Set exercise
Decide whether each statement below agrees with the post on Adobe and Apple, and answer yes or no. Back up each answer with the deciding words from the post, quoted exactly.
1. The writer finds the iPhone device itself unappealing.
2. The writer considers the rules for getting an app into the app store clear.
3. Lee Brimelow's blog posting carries a disclaimer saying its opinions are not the company's official view.

━━━━━ Passage

No, screw you, Adobe.

Under the heading "Apple Slaps Developers In The Face" Lee Brimelow has a little hissyfit over the apparent "hostility" of Apple is displaying towards Adobe.

Official communiqué from Adobe.

Before I say anything I'd like to make one thing perfectly clear.  At the top of the blog posting there's a disclaimer that says that the opinions expressed below are not the official view of the company.  Now, usually I would respect that and not ascribe any opinions expressed in a personal blog to the company for which the blogger works.  Common courtesy dictates this.

The problem is that in the second paragraph there's the following: "sentence regarding Apple's intentions redacted at request from Adobe".

Congratulations Adobe, now the blog posting is, for all practical purposes, an official communiqué from Adobe and I will have no reservations with perceiving the line "Go screw yourself Apple" as an official message from Adobe to Apple.

You redact it, you own it.

Draconian terms.

As a developer myself I find the license terms from Apple to be rather draconian so I would be inclined to side with anyone who has some beef with the terms.  Steve Jobs' exquisite taste and product design instincts have paid off handsomely and he has created a gold mine.  Sure, you can come and mine some gold at his mine (if you dress nicely and behave), but you can only have the gold dust and none of the nuggets.  Those nuggets Steve Jobs gets to keep.  And if it turns out there are diamonds in there, well, then those belong to Steve as well, because Steve gets to rewrite the rules whenever he wants to.

Which is all fine and dandy.  It is Steve's company.

For me as a developer the iPhone platform has next to no appeal.  The device itself has plenty of appeal, but I could never justify investing money, mine or that of investors, in developing software that you can never be sure if you are allowed to sell or not.  It is a simple, cold, and dispassionate business consideration.  Every app makes into the app store at Apple's discretion and the rules governing this process aren't clear.  I wouldn't bet my money on it, but if you want to bet yours then I'd be happy to help you spend it.

━━━━━━━━━━
━━━━━ Extracted information

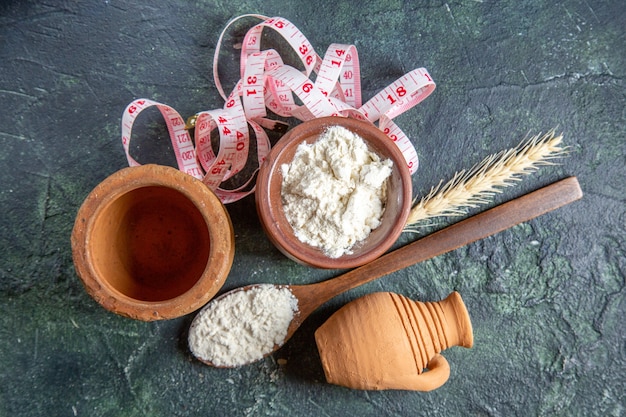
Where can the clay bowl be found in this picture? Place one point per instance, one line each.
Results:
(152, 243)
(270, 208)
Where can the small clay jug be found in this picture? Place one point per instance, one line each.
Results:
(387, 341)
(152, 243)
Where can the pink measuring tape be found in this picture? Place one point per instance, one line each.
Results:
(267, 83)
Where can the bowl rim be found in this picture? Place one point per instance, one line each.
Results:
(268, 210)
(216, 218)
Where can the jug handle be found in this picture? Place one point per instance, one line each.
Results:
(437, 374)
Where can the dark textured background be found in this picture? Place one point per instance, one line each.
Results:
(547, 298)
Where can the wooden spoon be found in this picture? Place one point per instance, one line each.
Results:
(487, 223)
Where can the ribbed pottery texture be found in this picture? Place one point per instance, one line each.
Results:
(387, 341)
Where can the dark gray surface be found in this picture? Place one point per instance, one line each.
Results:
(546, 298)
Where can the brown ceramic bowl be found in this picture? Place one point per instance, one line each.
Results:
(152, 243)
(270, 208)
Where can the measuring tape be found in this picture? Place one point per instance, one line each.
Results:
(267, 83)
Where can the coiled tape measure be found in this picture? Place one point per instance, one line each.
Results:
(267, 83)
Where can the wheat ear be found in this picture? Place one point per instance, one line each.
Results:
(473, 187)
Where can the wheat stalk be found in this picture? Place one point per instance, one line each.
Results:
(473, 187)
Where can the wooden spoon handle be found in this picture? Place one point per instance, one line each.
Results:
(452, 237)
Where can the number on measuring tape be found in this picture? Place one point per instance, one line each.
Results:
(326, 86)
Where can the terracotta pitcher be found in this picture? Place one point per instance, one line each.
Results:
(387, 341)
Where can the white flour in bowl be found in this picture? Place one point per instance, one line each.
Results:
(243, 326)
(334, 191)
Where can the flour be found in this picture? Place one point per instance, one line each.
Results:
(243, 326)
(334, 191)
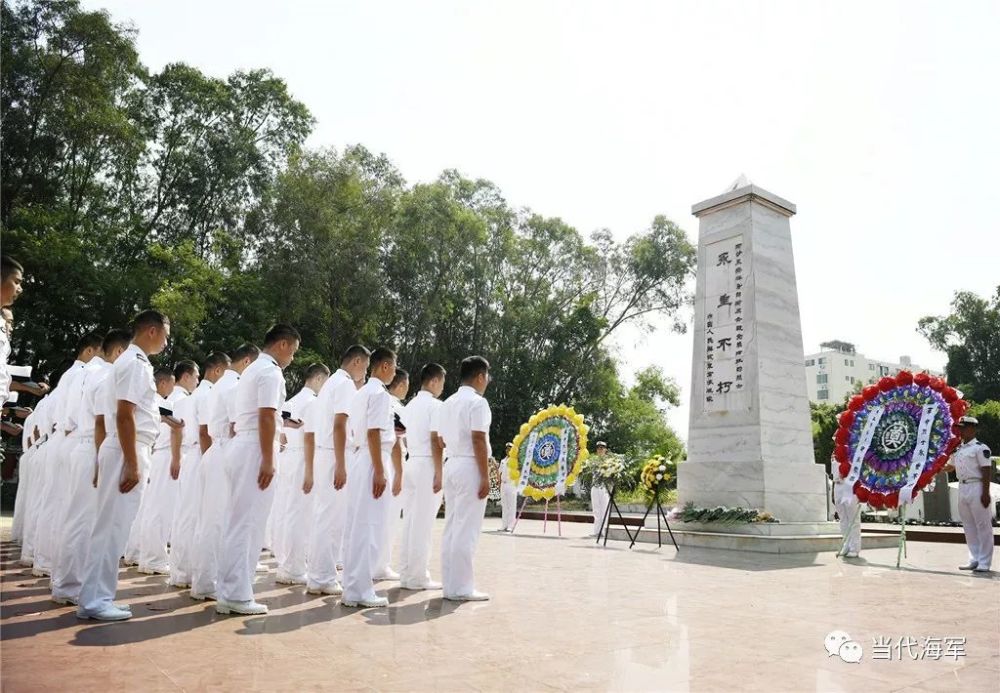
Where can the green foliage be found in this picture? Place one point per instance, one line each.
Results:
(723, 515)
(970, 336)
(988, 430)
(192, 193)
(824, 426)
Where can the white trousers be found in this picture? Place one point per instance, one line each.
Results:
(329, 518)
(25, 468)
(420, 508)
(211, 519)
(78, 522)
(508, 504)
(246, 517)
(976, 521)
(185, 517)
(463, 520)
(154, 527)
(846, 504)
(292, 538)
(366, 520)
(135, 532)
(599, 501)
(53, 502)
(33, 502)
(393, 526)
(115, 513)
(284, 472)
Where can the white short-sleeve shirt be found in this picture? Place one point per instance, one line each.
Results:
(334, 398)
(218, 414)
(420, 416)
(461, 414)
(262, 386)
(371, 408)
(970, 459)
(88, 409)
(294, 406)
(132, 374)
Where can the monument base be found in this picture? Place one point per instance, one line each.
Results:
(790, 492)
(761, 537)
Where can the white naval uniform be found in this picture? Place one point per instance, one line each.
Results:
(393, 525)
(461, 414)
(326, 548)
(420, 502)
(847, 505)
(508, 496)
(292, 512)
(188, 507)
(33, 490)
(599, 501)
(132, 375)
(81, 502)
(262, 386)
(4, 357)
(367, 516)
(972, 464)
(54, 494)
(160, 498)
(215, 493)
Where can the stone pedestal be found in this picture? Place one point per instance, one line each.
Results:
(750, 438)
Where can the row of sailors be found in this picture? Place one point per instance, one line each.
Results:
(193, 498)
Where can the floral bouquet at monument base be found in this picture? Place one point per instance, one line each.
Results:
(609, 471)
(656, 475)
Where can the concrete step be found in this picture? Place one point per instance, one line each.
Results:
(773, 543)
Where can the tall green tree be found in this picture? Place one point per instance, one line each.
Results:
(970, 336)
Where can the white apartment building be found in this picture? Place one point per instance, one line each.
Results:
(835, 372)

━━━━━━━━━━
━━━━━ Extracted information

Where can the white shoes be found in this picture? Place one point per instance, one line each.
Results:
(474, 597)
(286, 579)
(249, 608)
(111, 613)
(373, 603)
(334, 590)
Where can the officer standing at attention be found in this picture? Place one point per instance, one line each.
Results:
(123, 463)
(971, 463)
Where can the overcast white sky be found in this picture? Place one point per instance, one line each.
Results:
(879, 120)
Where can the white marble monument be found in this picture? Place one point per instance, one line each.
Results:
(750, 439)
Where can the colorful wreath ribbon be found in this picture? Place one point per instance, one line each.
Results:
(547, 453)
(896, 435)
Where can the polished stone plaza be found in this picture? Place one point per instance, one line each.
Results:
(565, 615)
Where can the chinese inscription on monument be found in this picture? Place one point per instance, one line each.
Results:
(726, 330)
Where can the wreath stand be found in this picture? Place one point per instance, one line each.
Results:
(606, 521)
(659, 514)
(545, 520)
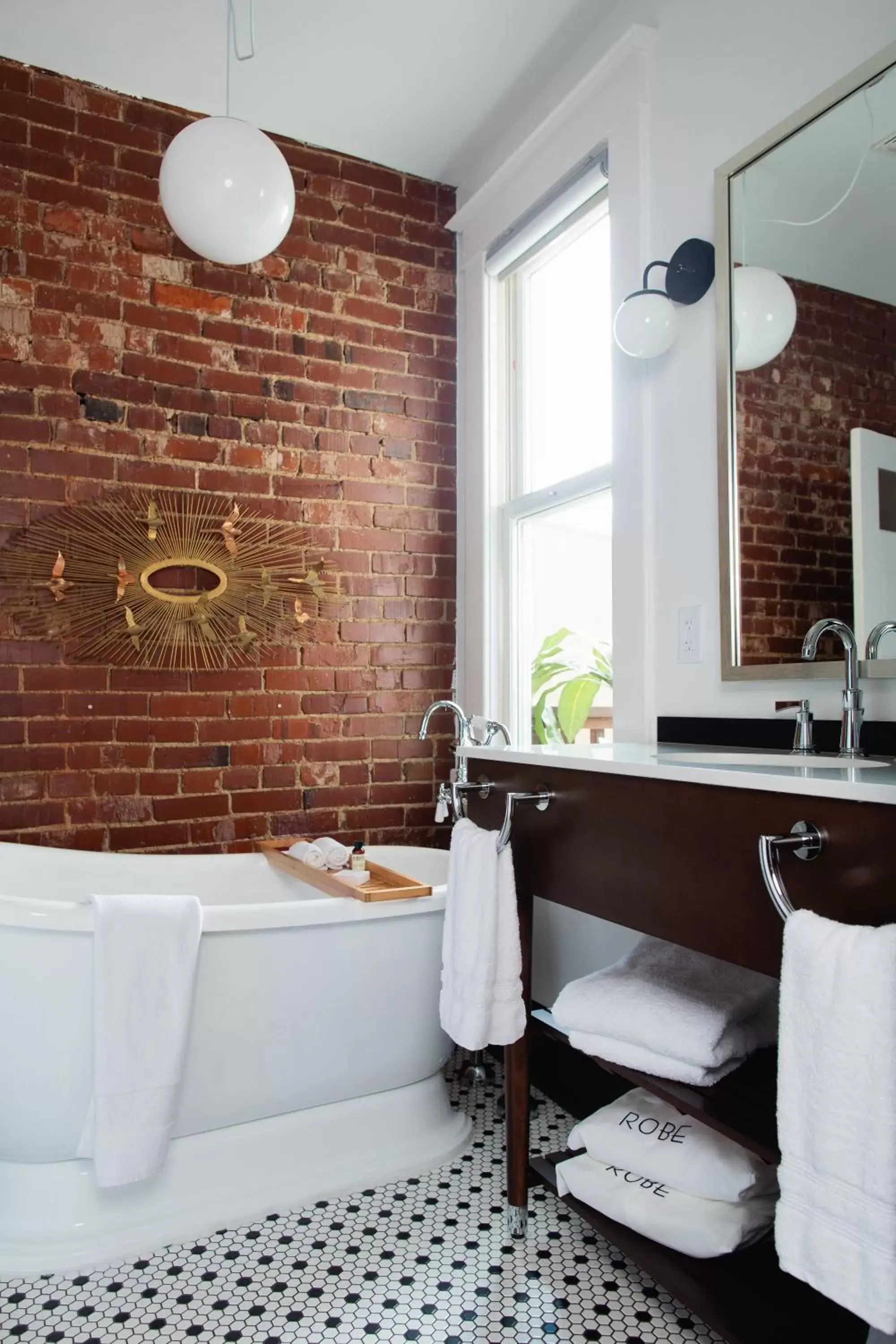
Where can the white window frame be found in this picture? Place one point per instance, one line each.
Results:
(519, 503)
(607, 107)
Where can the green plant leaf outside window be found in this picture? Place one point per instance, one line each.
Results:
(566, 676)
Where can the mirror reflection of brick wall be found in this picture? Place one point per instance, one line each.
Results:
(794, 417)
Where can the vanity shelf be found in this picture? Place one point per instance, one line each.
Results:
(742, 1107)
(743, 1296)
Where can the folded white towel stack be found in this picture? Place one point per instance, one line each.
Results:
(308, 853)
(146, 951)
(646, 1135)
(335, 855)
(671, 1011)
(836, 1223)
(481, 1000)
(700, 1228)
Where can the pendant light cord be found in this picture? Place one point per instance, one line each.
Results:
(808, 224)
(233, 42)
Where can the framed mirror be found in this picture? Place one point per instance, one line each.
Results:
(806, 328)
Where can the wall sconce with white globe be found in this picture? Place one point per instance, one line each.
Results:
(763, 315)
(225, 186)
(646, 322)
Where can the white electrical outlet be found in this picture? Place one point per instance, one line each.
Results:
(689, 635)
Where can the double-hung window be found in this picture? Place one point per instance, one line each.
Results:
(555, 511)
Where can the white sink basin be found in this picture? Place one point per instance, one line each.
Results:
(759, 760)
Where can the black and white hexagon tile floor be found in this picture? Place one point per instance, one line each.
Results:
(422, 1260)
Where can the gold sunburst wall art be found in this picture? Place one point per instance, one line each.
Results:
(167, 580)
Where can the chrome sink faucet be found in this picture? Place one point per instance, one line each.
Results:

━━━━━━━━━━
━━━━━ Extracted information

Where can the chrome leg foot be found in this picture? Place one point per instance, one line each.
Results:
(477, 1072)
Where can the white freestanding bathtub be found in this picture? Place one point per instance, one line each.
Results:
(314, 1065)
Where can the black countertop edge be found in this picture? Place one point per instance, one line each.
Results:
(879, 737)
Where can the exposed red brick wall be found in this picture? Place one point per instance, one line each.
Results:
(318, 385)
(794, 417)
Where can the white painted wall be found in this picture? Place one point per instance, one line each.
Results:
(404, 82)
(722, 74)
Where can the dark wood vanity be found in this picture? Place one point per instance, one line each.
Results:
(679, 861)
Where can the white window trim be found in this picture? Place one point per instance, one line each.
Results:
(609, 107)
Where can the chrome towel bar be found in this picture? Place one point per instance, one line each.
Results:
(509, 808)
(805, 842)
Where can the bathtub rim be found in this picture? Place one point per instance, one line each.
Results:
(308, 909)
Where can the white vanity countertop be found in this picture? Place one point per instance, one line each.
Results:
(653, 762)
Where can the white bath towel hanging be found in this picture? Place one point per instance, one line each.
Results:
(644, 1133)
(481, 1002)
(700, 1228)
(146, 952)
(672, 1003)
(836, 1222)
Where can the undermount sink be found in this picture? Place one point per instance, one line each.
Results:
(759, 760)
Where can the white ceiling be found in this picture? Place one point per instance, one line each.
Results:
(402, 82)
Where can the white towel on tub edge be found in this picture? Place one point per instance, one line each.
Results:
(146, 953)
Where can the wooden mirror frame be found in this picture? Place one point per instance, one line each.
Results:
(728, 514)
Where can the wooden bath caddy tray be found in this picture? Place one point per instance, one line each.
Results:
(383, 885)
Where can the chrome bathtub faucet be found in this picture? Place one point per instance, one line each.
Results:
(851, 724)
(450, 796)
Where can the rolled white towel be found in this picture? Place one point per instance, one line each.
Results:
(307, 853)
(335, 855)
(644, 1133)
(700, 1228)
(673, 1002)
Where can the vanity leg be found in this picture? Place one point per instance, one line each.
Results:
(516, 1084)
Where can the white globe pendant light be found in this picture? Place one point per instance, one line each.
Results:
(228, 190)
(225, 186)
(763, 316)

━━━━━━━━━━

The reply
1. No: "The device itself has plenty of appeal"
2. No: "the rules governing this process aren't clear"
3. Yes: "there's a disclaimer that says that the opinions expressed below are not the official view of the company"